▶ YOUR INSTRUCTIONS
The required output is the line that contains "the man's elbow" plus every line after it in the listing below, copied exactly as it appears.

——————

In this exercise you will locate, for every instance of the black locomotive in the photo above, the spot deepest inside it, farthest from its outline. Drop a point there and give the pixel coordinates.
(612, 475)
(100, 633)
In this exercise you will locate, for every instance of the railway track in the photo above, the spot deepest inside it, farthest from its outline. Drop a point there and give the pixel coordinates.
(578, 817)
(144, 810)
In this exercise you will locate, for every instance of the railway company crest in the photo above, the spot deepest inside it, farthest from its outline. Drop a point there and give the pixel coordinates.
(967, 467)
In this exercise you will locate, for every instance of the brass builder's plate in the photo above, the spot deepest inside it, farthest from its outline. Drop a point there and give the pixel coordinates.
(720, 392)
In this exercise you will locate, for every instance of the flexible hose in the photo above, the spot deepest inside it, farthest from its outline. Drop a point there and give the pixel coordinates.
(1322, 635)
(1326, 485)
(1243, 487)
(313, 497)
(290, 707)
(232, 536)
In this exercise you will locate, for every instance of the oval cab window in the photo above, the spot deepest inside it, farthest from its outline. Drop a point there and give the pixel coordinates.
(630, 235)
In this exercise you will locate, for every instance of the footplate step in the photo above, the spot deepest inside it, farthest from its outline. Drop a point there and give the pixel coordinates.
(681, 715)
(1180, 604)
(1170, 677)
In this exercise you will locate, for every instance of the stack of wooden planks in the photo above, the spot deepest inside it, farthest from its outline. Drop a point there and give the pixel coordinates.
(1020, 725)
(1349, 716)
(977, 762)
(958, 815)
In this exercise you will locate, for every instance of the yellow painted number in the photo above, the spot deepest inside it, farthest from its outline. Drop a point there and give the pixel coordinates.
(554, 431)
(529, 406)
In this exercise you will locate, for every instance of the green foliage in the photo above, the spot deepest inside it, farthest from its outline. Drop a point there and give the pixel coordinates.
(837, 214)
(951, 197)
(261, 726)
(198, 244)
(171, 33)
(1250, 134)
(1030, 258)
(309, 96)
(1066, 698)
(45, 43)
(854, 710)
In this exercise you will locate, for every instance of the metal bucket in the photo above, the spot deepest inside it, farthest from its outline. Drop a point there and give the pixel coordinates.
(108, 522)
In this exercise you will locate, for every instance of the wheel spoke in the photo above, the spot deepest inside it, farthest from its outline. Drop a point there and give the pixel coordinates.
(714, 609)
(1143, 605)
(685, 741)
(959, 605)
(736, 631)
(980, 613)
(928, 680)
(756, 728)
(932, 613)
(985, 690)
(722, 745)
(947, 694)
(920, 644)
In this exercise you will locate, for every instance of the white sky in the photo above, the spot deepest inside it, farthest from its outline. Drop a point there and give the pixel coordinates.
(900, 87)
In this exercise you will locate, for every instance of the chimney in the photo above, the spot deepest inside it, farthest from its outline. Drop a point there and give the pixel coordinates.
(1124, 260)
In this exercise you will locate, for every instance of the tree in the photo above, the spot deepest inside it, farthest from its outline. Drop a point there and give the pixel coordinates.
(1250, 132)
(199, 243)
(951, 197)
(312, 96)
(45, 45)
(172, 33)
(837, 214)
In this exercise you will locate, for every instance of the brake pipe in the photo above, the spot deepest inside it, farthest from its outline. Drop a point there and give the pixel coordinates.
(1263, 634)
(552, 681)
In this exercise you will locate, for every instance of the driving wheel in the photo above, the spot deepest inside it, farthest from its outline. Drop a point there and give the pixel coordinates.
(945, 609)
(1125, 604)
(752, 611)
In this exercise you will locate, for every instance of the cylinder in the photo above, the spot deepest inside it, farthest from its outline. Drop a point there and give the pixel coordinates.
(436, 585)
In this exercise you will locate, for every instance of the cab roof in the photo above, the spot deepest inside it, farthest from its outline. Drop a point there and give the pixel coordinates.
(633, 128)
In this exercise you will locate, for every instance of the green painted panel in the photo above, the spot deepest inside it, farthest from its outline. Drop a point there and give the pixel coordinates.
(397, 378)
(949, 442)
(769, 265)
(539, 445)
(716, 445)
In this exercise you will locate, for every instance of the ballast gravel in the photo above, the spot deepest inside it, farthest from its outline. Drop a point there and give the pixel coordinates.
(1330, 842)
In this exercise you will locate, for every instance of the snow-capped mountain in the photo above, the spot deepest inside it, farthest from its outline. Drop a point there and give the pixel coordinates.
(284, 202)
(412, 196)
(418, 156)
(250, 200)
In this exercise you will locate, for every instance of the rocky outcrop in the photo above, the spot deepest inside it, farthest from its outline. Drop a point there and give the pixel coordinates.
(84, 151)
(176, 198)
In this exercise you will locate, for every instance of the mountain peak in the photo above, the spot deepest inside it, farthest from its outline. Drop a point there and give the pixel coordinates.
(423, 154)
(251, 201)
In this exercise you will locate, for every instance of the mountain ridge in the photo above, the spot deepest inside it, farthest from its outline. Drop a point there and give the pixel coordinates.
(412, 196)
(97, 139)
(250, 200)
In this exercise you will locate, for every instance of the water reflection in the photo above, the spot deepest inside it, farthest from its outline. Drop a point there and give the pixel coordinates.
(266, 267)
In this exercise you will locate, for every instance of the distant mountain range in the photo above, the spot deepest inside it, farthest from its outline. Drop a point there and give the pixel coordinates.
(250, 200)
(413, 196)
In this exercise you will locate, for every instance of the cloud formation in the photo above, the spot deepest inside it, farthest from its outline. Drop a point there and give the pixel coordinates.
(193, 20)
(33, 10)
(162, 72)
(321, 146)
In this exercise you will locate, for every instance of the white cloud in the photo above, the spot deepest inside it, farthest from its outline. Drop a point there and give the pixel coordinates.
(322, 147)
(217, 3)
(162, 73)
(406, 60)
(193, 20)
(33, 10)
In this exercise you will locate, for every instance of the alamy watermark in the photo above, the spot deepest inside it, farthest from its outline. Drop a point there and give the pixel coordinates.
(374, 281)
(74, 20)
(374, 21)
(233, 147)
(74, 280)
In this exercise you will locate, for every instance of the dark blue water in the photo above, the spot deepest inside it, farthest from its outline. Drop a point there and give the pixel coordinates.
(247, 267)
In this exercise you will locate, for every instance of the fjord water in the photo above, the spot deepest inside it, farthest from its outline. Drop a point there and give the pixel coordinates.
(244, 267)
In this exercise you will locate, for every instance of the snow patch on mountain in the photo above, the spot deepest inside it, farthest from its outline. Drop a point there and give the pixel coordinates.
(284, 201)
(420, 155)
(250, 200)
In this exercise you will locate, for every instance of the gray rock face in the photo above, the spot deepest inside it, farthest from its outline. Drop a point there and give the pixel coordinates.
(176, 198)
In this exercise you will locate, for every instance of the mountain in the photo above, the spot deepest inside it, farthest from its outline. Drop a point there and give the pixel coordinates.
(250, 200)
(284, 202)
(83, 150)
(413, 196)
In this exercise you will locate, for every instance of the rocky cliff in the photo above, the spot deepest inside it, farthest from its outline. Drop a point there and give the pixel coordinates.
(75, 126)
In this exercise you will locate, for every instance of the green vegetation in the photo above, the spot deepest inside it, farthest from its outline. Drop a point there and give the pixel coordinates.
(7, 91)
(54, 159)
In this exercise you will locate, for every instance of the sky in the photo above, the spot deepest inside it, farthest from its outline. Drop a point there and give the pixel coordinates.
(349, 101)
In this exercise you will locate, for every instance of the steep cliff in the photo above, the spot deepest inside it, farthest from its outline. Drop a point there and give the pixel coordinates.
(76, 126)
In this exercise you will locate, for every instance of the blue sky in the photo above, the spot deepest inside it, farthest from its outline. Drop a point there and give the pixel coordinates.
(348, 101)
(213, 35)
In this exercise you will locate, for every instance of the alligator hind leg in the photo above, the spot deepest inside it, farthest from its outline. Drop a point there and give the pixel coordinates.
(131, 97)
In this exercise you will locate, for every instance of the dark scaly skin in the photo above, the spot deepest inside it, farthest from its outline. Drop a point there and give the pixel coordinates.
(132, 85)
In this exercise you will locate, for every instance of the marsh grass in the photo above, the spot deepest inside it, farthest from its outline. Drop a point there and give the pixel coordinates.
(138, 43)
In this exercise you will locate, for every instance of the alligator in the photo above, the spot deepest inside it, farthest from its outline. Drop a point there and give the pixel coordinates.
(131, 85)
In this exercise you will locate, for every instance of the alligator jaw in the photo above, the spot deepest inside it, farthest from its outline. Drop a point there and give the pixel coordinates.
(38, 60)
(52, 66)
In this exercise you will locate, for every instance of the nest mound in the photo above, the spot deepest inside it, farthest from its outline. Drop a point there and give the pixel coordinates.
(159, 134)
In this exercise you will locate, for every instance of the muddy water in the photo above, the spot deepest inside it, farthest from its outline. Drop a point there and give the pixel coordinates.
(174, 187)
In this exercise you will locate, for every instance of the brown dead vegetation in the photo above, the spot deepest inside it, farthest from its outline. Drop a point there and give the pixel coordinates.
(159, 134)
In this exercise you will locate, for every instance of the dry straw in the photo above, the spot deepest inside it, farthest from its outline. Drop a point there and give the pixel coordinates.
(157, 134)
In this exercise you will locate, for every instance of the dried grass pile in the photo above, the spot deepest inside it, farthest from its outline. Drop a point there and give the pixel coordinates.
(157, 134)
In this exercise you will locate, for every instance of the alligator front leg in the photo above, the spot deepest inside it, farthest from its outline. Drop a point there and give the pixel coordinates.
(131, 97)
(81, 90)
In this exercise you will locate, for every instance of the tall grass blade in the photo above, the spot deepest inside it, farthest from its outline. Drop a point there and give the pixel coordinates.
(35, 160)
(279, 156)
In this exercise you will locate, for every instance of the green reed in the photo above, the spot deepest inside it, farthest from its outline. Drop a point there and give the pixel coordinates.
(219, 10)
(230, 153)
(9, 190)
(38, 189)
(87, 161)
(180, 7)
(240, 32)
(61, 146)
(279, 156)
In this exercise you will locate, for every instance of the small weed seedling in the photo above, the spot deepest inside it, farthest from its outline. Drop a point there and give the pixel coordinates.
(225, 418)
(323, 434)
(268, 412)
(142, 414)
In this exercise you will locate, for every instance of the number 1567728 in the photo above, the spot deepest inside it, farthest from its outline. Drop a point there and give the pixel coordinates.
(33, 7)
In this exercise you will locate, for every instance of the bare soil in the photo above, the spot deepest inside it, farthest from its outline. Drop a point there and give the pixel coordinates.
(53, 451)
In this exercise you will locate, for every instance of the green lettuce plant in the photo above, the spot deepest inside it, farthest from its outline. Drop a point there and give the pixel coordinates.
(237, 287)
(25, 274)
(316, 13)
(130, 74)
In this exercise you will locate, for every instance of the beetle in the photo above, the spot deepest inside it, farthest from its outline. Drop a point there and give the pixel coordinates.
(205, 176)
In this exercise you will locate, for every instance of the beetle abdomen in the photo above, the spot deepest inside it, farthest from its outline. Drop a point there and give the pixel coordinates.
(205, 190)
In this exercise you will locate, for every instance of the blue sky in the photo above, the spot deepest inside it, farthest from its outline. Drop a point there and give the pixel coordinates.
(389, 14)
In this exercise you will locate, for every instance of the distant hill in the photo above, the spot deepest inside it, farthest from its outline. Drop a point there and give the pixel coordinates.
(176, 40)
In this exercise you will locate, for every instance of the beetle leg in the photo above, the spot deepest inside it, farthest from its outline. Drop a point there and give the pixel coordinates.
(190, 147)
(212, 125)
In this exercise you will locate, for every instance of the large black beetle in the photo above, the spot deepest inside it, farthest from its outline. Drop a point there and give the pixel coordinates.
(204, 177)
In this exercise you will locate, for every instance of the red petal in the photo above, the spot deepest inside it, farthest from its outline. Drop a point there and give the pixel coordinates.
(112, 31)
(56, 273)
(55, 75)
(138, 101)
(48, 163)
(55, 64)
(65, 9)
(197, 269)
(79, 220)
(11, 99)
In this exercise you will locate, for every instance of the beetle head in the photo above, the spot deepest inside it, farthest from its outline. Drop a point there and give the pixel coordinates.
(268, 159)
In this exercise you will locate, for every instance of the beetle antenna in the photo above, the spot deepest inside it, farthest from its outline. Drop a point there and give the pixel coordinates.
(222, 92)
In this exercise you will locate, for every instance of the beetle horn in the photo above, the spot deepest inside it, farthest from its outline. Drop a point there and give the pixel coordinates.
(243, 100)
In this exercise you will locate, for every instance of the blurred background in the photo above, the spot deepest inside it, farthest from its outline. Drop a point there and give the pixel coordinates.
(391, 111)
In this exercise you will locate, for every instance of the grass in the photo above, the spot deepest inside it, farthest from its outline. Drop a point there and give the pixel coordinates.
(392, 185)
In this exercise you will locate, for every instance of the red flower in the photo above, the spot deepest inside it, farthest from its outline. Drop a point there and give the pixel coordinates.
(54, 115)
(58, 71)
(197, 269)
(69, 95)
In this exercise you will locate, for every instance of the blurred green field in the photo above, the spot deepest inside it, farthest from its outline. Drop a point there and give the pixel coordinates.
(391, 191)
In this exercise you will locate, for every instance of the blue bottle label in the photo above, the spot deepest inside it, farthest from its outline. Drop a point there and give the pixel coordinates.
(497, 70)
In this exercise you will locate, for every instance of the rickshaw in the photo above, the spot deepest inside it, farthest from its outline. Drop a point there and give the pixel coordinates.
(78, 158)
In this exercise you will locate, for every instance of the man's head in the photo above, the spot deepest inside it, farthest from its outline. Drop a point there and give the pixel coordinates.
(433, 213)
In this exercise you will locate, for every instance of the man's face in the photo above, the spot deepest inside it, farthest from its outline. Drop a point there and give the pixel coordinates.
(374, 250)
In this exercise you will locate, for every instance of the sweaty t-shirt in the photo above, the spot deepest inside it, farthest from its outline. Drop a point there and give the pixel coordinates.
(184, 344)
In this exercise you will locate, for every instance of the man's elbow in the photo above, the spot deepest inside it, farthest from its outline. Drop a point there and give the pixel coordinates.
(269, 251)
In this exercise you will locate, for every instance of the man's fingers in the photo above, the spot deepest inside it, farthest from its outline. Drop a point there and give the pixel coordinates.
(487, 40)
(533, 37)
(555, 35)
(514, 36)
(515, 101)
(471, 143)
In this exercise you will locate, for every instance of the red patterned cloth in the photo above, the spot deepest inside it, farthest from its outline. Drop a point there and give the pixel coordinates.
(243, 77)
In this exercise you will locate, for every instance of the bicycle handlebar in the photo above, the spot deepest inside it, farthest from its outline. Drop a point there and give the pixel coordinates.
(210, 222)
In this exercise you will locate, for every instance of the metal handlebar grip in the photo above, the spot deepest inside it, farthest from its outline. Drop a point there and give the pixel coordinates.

——————

▶ THE ANSWER
In this exercise you will locate, for every instance of the man's elbow in the photo above, the spot deepest inside it, farthest from its outline. Drop a point there and give the pixel coordinates.
(269, 251)
In this exercise you will locate, for every instance of the man's fingers in the photo above, the spot deepest inside it, farthest from its outline. Drop a point there and give the pixel coordinates.
(487, 40)
(533, 37)
(555, 35)
(514, 36)
(515, 101)
(471, 143)
In this exercise you will locate, for every instance of the red patterned cloth in the photo above, the spot deepest inside it, farthest from its outline. Drop a point there and give the pixel coordinates.
(243, 77)
In this exercise you will locate, for every instance of the bicycle handlebar in the photo above, the spot deepest inside it, farthest from its outline. Drop a point there and give the pixel coordinates.
(210, 222)
In this exercise you will locate, for every instance of the metal handlebar grip in the photo above, the spot deepest inside it, farthest from its outline. Drop a point there and give the pixel coordinates.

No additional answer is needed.